» **Что нужно сделать**
A. Почему, судя по отрывку, весной не удавалось найти окно мальчика?
B. Перепишите без изменений часть отрывка от слов «Так проходил день» до слов «не было там.».
C. Какими словами в отрывке описан друг, каким он был раньше, до того как полюбил длинные тихие разговоры?

» **Отрывок из текста**
++++++++++

Так проходил день за днём, а потом настала весна, и можно было гулять во дворе, а в окно смотреть незачем. Но я мальчика всё равно помнила и мне жалко было его, что он на костылях. И я всё ждала, что, может, он выйдет гулять, но никак не могла понять, в каком доме он живёт. И найти его окно не могла – весною все окна одинаковы. Наверное, он в своём дворе гуляет. Я сходила и посмотрела, хотя в чужой двор меня не пускали гулять. Но мальчика не было там.
Прошло очень много лет. Скажем, тридцать. И мы разговаривали с моим близким другом зимним вечером. Он тяжело болел, и жить ему оставалось недолго. Он полюбил длинные тихие разговоры вечерами, хотя раньше был суровый и сильный человек, молчаливый и замкнутый. Жизнь суровая была. И не больно он любил всякие «телячьи нежности» и беседы о детстве. А потом – полюбил. Когда многое понял. Страдание некоторых людей меняет к лучшему. Мы много лет дружили уже во взрослой жизни. Сразу ужасно понравились друг другу, с первого взгляда. И продружили до последнего его дня. И он всё чаще вспоминал детство.

++++++++++

» **Исходные данные**
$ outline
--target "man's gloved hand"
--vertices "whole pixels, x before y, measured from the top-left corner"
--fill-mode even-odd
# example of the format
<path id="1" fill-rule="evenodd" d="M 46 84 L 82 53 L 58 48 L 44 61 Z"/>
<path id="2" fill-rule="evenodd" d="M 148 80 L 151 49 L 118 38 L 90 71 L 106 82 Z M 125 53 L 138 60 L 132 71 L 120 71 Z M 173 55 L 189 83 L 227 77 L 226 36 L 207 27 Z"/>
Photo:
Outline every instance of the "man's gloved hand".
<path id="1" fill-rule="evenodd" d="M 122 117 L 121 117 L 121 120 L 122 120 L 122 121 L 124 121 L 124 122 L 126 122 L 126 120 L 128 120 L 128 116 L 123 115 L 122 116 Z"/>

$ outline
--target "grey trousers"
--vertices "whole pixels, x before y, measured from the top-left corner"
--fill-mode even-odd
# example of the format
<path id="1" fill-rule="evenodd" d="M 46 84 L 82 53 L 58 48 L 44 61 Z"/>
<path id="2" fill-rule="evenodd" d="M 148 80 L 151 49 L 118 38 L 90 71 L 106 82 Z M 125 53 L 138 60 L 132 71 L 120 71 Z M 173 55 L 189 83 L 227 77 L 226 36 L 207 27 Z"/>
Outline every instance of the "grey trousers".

++++++++++

» **Ответы к заданиям**
A. Весною все окна одинаковы.

B.
Так проходил день за днём, а потом настала весна, и можно было гулять во дворе, а в окно смотреть незачем. Но я мальчика всё равно помнила и мне жалко было его, что он на костылях. И я всё ждала, что, может, он выйдет гулять, но никак не могла понять, в каком доме он живёт. И найти его окно не могла – весною все окна одинаковы. Наверное, он в своём дворе гуляет. Я сходила и посмотрела, хотя в чужой двор меня не пускали гулять. Но мальчика не было там.

C. суровый, сильный, молчаливый, замкнутый